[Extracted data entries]
______________________________
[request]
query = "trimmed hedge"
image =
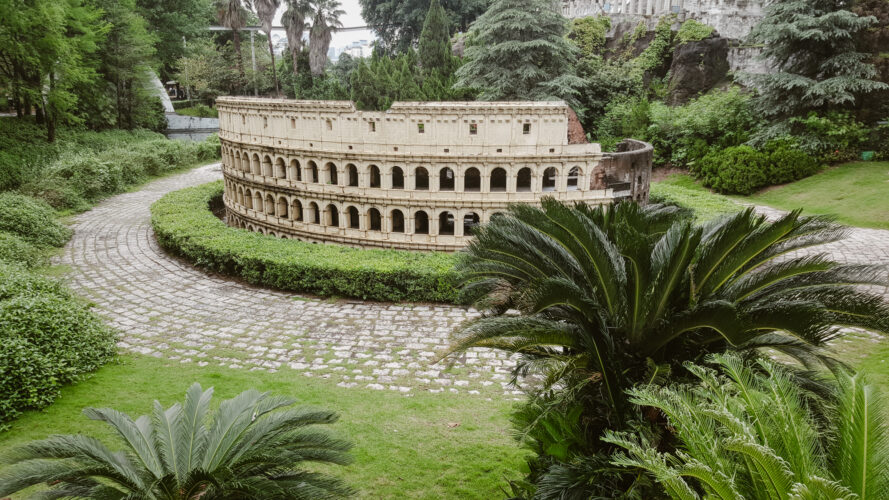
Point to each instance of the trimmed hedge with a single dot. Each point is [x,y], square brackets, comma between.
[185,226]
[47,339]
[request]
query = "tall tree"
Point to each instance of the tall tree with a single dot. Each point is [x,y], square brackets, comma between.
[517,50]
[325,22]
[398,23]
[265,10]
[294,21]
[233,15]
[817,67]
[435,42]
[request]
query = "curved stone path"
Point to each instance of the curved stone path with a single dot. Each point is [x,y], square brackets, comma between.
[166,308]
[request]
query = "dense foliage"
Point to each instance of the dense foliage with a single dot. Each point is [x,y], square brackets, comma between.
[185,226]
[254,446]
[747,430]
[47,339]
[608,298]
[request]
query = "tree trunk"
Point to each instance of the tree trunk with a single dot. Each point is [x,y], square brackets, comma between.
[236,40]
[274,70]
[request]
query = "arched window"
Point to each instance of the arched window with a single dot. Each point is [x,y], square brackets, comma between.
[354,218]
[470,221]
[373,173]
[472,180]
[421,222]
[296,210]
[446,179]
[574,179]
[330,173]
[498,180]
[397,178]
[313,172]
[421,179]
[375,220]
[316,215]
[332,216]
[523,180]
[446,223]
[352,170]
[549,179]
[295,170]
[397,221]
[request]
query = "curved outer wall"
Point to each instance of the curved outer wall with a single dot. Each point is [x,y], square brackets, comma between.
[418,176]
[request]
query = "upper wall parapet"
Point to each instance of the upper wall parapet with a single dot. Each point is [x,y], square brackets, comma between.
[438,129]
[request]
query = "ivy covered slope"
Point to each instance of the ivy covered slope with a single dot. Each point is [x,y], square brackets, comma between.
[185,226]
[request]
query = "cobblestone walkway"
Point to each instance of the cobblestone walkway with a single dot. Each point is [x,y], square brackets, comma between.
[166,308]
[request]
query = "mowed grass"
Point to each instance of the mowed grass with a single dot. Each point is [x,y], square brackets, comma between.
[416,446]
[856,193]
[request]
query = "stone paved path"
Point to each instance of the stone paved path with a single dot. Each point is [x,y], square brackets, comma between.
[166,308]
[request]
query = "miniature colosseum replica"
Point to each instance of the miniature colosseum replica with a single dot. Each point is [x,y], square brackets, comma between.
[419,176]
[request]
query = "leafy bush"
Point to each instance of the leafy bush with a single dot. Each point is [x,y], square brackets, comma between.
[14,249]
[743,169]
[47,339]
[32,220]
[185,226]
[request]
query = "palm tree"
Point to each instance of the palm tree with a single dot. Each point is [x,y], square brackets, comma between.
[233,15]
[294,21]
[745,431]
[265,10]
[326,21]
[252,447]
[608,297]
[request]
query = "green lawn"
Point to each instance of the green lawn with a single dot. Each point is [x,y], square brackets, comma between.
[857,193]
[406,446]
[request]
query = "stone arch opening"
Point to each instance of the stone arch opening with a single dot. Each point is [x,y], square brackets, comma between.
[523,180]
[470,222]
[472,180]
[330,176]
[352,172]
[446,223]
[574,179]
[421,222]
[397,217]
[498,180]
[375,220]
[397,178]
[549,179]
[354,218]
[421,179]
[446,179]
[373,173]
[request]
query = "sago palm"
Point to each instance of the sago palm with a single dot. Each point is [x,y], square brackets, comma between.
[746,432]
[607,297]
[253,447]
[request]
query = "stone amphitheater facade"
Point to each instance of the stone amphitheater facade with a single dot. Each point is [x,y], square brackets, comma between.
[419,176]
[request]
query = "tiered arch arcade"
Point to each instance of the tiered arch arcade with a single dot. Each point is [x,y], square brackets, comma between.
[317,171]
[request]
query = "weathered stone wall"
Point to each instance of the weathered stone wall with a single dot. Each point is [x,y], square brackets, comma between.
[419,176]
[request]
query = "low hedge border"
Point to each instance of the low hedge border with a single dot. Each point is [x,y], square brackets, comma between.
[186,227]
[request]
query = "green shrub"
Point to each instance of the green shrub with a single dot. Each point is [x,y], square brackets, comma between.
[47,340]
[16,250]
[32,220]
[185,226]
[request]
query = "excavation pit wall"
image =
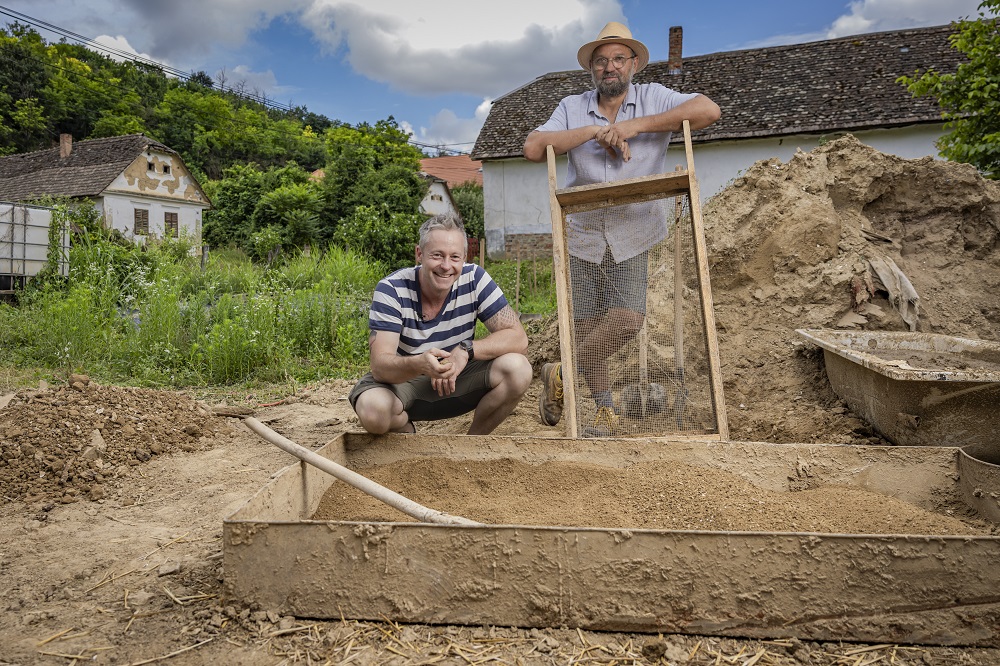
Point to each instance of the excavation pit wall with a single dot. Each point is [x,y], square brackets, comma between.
______________________________
The task —
Which lines of the listing above contain the word "shrub"? Report each of those lines in full.

The output —
query = "green shrub"
Point to each instance of the green shrub with a single dot. Each point is [x,y], square brackets, comma between.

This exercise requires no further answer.